___ SUPPLIED RECORDS ___

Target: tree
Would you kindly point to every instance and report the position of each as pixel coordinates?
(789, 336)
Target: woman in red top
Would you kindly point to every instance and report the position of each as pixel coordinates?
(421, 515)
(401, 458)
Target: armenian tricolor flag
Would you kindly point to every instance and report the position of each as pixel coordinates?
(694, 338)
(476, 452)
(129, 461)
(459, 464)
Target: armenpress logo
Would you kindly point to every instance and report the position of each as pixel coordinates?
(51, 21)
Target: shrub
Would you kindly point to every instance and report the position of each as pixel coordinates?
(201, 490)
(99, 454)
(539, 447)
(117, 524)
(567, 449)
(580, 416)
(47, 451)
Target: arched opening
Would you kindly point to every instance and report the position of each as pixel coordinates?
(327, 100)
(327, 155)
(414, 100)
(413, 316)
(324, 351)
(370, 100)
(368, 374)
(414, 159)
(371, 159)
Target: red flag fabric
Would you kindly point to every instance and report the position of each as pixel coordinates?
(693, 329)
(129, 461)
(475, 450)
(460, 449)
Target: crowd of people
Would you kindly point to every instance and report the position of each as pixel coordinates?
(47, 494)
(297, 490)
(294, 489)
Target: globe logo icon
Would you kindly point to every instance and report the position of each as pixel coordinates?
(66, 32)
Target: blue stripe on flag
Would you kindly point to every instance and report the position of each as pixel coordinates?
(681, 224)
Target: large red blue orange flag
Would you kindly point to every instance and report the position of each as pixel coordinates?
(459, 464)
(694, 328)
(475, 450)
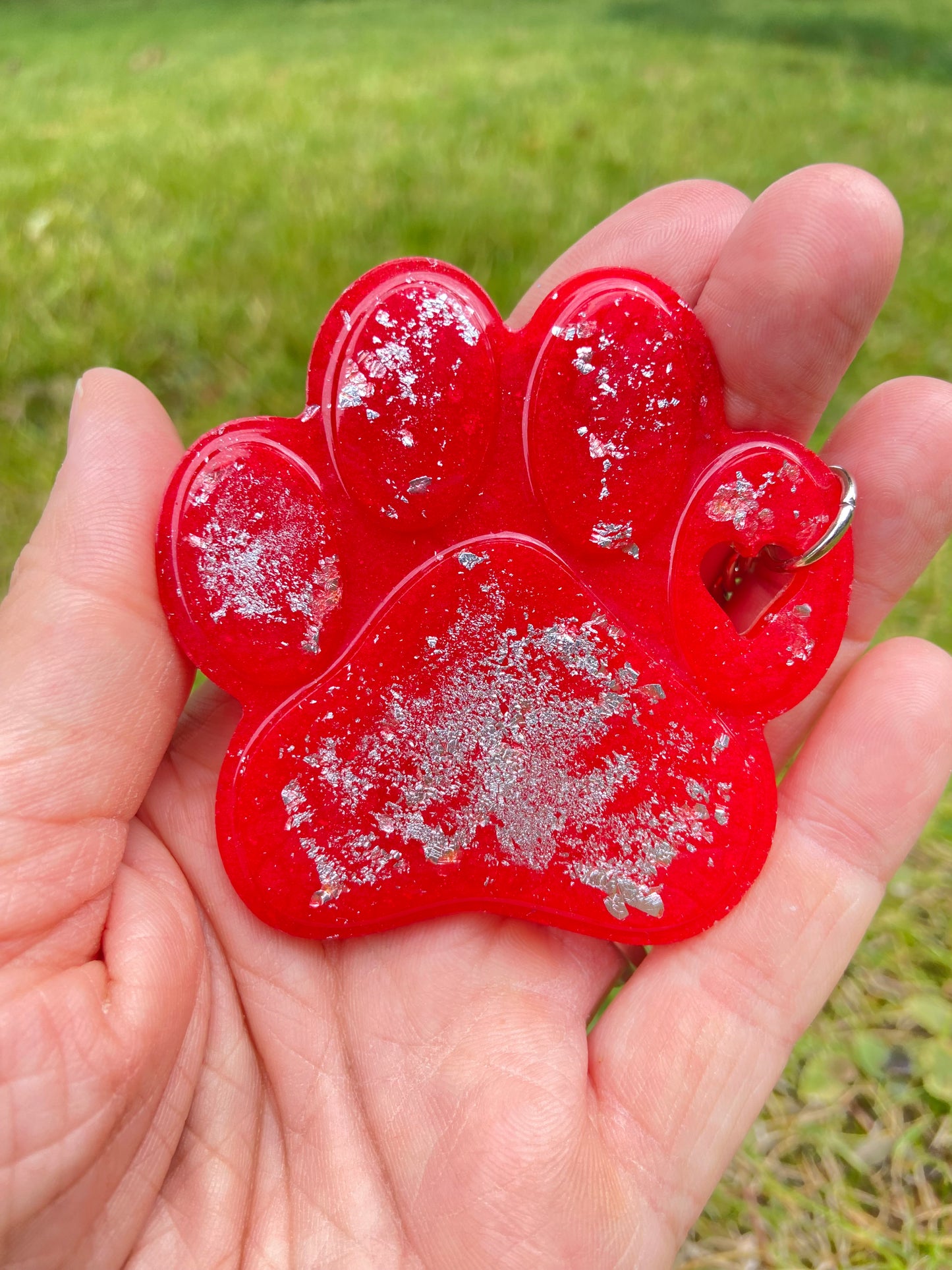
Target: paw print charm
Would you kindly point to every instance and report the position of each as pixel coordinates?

___

▸ ACTIVITY: List every line from the entries above in which "flag" appears.

▸ ANSWER AREA:
Target: armenian tricolor flag
Target: red flag fabric
Target: blue stripe on flag
Target: large red blue orange flag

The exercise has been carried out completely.